- SUPPLIED ENTRIES -
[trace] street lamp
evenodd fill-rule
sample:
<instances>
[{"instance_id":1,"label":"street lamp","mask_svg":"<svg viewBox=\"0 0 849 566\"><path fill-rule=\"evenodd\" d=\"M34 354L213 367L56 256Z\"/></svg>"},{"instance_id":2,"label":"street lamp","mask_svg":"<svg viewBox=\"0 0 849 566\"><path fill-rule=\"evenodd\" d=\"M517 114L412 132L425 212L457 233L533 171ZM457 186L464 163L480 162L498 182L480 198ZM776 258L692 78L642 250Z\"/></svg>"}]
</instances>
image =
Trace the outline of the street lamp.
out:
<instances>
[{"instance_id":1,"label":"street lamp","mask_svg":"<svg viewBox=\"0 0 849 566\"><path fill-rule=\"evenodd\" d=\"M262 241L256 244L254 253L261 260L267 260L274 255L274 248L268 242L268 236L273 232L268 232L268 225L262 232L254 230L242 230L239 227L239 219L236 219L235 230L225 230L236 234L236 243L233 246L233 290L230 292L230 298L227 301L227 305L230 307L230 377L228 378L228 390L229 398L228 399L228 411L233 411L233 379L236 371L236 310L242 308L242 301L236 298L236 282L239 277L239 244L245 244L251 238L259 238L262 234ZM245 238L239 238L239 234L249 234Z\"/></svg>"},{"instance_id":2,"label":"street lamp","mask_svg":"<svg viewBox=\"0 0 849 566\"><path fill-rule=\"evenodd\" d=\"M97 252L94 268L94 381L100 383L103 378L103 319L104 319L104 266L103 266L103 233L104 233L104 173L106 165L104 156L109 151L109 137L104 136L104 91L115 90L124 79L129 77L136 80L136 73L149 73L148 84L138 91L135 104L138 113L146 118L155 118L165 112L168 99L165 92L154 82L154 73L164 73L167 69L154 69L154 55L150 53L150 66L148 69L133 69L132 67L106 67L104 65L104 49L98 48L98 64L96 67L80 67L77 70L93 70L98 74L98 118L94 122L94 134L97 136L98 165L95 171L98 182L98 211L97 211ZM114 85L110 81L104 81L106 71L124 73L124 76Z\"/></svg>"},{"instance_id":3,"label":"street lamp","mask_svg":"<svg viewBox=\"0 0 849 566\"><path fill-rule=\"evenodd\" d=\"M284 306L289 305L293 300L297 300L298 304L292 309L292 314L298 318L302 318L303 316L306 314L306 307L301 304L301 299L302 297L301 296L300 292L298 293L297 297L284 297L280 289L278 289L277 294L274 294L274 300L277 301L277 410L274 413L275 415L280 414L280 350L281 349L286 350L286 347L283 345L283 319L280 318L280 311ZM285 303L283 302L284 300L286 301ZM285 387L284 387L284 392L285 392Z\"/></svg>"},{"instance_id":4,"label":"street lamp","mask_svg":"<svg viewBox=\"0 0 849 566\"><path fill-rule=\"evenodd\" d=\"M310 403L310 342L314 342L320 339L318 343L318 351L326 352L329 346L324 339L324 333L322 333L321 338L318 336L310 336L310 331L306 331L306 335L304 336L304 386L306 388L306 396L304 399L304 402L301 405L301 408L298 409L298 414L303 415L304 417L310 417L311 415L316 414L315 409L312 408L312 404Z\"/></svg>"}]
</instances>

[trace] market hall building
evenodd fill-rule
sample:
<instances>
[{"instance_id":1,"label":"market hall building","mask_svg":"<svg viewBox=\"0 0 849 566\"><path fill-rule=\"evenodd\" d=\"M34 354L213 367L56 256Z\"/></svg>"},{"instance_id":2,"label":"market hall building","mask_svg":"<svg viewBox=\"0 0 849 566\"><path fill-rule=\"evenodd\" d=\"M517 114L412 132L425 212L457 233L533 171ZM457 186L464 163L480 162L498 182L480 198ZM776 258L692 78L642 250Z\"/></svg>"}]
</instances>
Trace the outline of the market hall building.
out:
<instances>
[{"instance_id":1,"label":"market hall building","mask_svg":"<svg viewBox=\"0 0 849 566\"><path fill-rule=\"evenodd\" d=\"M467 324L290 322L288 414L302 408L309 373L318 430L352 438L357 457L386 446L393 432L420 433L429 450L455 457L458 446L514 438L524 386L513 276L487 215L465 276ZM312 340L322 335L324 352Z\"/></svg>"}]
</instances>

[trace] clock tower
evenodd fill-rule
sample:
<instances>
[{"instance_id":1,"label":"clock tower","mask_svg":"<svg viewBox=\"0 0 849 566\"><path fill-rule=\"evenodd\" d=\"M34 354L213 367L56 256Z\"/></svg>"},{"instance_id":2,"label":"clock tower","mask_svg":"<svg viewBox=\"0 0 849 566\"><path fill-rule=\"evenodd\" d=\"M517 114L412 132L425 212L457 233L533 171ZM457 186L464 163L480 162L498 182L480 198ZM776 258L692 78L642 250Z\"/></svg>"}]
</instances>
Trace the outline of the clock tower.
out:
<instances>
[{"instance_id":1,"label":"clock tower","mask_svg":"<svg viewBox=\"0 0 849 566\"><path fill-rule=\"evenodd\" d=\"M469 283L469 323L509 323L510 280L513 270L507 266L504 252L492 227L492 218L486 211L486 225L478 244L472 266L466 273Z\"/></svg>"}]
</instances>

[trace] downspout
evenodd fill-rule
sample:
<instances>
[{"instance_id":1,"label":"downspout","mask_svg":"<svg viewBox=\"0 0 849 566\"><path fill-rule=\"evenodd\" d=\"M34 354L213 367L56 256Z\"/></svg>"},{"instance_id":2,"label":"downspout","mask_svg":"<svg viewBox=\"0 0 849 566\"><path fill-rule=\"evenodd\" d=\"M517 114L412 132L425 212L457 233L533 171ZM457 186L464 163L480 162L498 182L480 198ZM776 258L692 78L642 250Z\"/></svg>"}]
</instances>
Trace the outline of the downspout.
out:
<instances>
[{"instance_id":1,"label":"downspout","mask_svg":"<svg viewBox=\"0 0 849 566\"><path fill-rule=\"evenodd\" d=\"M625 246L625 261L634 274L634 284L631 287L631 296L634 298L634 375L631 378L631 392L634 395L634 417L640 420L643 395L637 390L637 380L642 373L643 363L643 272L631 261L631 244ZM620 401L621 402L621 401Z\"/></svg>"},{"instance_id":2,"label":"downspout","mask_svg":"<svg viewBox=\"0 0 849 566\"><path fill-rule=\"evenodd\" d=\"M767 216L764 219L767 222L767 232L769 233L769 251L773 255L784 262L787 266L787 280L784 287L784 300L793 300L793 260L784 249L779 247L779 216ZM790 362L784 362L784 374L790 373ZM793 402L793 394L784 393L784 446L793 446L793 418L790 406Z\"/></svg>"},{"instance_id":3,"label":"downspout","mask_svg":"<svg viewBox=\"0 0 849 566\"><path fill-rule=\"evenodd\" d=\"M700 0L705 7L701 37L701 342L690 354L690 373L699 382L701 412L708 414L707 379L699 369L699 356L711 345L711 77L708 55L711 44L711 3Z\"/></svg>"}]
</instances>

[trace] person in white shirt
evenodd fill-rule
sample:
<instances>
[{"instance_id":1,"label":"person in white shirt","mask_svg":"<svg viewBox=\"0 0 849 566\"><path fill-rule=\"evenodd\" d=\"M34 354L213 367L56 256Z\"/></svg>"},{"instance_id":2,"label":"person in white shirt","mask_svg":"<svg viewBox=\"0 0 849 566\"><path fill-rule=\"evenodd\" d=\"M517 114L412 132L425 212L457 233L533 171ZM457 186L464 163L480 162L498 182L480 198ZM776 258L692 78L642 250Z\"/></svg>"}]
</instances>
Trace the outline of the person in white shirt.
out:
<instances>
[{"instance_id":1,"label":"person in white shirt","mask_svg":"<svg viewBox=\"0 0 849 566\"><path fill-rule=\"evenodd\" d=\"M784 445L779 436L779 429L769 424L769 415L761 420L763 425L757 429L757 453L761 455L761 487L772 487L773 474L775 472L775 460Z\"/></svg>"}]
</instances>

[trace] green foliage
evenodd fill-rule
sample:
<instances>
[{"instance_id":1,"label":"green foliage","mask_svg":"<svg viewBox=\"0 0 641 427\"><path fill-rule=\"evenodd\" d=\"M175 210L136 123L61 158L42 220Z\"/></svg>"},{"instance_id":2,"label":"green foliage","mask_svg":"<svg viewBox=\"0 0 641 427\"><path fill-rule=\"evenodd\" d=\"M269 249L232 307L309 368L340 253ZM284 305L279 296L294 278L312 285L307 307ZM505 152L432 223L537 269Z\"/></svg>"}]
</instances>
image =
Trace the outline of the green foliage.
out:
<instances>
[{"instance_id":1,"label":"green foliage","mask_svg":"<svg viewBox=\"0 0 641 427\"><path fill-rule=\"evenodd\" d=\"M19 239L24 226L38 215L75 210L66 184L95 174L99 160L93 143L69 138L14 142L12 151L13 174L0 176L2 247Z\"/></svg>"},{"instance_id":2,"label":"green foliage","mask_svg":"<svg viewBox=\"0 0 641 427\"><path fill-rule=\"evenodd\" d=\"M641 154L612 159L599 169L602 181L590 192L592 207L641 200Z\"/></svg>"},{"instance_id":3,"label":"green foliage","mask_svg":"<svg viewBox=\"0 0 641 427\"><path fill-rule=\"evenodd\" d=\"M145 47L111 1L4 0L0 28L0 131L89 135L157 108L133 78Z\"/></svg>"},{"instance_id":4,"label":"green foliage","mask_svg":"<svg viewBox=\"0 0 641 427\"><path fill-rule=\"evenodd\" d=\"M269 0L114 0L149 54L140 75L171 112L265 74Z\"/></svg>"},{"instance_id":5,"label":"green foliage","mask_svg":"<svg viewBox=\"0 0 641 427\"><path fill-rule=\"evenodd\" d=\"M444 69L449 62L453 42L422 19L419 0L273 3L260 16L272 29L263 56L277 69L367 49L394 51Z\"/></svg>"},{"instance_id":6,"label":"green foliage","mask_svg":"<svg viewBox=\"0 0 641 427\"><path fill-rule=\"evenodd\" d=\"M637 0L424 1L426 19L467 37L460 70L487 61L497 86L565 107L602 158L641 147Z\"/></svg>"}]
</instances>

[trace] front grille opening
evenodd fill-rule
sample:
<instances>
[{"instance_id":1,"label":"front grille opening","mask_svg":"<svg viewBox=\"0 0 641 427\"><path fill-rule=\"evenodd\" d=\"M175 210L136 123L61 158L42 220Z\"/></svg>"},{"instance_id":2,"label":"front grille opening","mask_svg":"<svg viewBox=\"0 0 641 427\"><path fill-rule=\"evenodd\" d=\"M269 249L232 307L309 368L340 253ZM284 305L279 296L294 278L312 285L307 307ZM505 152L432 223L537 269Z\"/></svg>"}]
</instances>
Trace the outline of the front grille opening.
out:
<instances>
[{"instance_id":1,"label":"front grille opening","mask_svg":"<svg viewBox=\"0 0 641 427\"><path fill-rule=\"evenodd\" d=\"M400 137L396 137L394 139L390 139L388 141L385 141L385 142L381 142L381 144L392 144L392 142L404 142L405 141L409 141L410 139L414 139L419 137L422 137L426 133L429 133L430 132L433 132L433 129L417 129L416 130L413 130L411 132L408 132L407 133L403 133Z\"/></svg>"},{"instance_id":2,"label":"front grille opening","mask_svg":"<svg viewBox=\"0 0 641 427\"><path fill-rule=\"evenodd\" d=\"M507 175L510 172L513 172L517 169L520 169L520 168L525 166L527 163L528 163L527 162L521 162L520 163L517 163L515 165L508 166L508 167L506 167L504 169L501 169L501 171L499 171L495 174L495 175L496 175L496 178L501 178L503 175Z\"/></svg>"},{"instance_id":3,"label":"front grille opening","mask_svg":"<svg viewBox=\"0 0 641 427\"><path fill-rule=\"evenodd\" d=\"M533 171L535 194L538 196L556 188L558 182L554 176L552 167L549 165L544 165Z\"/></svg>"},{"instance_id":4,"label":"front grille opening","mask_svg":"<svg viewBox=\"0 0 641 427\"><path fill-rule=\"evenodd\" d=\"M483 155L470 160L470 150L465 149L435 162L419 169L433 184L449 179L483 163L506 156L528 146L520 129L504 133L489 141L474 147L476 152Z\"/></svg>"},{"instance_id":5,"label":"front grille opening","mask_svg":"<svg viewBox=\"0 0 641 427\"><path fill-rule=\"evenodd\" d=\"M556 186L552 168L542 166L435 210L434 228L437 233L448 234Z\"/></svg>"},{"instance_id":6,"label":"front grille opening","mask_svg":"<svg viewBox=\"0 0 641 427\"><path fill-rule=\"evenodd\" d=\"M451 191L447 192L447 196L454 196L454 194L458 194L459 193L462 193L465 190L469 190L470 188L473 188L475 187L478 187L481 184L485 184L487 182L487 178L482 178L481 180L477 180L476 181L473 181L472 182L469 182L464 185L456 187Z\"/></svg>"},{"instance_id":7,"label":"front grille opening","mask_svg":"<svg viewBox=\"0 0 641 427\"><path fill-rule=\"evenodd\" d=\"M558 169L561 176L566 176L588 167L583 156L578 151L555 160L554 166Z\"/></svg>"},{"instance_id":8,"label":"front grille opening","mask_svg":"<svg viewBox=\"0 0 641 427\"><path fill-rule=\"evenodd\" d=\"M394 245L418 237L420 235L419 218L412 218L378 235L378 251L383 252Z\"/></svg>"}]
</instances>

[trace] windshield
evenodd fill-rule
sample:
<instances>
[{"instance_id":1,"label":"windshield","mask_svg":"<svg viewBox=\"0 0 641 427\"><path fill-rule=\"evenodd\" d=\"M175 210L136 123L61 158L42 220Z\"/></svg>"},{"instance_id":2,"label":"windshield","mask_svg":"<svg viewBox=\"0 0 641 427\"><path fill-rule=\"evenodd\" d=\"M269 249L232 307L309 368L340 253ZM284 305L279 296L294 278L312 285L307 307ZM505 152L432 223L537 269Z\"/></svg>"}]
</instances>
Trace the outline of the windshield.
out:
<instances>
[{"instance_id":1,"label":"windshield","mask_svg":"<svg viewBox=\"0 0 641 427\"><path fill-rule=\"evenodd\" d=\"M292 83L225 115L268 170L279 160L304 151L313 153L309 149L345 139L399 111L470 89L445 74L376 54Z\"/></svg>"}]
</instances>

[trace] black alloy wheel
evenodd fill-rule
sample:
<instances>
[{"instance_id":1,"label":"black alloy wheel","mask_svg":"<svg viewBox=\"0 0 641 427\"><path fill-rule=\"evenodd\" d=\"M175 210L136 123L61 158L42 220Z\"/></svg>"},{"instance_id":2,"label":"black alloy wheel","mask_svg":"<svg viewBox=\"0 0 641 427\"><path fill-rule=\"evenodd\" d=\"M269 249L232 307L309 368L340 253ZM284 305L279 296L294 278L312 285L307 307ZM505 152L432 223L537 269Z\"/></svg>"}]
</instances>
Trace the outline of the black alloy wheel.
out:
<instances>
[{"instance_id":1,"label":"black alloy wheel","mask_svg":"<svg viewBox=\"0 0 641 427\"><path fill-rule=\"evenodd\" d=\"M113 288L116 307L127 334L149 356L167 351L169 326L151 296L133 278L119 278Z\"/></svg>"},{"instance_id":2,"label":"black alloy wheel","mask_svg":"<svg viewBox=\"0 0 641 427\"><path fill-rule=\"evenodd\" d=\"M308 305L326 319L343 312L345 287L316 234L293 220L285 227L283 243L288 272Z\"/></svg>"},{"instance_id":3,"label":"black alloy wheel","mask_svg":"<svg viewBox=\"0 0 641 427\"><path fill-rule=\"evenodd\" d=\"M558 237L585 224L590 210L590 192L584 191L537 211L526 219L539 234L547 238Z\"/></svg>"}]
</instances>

- INSTRUCTIONS TO FOLLOW -
Repeat word for word each line from the one with "[trace] black alloy wheel" to the end of the records above, inclusive.

- RESPONSE TO THE EXERCISE -
[trace] black alloy wheel
evenodd fill-rule
sample:
<instances>
[{"instance_id":1,"label":"black alloy wheel","mask_svg":"<svg viewBox=\"0 0 641 427\"><path fill-rule=\"evenodd\" d=\"M175 210L136 123L61 158L42 220Z\"/></svg>"},{"instance_id":2,"label":"black alloy wheel","mask_svg":"<svg viewBox=\"0 0 641 427\"><path fill-rule=\"evenodd\" d=\"M269 249L232 307L309 368L340 253ZM284 305L279 296L294 278L312 285L307 307ZM505 152L432 223L537 269Z\"/></svg>"}]
</instances>
Trace the outline of the black alloy wheel.
out:
<instances>
[{"instance_id":1,"label":"black alloy wheel","mask_svg":"<svg viewBox=\"0 0 641 427\"><path fill-rule=\"evenodd\" d=\"M113 288L116 307L127 334L149 356L167 351L169 326L151 296L133 278L119 278Z\"/></svg>"},{"instance_id":2,"label":"black alloy wheel","mask_svg":"<svg viewBox=\"0 0 641 427\"><path fill-rule=\"evenodd\" d=\"M308 305L326 319L343 312L345 287L316 234L293 220L285 227L283 243L288 272Z\"/></svg>"},{"instance_id":3,"label":"black alloy wheel","mask_svg":"<svg viewBox=\"0 0 641 427\"><path fill-rule=\"evenodd\" d=\"M558 237L585 224L590 210L590 192L584 191L537 211L526 219L539 234L547 238Z\"/></svg>"}]
</instances>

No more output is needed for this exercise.